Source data
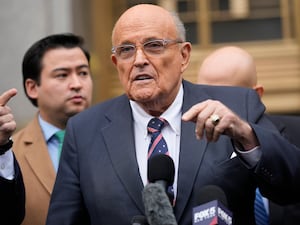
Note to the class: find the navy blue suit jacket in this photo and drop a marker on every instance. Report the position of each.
(289, 127)
(98, 180)
(12, 198)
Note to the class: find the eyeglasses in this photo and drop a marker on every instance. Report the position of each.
(153, 47)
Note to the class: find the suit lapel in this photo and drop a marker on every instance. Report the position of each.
(122, 152)
(37, 156)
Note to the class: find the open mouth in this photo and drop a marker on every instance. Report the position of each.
(143, 77)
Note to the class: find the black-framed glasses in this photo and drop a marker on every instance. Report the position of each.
(153, 47)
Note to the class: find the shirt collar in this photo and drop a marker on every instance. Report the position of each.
(48, 129)
(172, 114)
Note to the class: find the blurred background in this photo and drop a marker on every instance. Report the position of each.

Task objective
Rewrite all the lines above, requests included, and multiply every coordinate in the answers by 1.25, rounding to whole numbers with halves rounded up. Leave the pictures out.

Written answer
Note to the class: find the navy blue suit jacket in this photo and drop a marker on every instance. Report the position of each.
(361, 159)
(123, 225)
(15, 248)
Note to the class: find the eyeglasses in this photo and drop a marker on every instance. Report the position of each.
(191, 59)
Note to the class: find the suit lapel in this photo and drop a marker on every instance. Report the position of each.
(153, 190)
(46, 195)
Note to the class: find the open mouth in this photo and drop a marker on every instance. Report the position of each.
(179, 96)
Note to the class: find the black-framed glasses in this photo and drop a marker on every instance. Report the position of each.
(191, 59)
Note to the class: find the shirt collar in this photo and drop a marker on every instance. Report the position of each.
(60, 161)
(215, 143)
Note to the class: find the blurred background in this photo and drop a marker on every instance. Report the position of each.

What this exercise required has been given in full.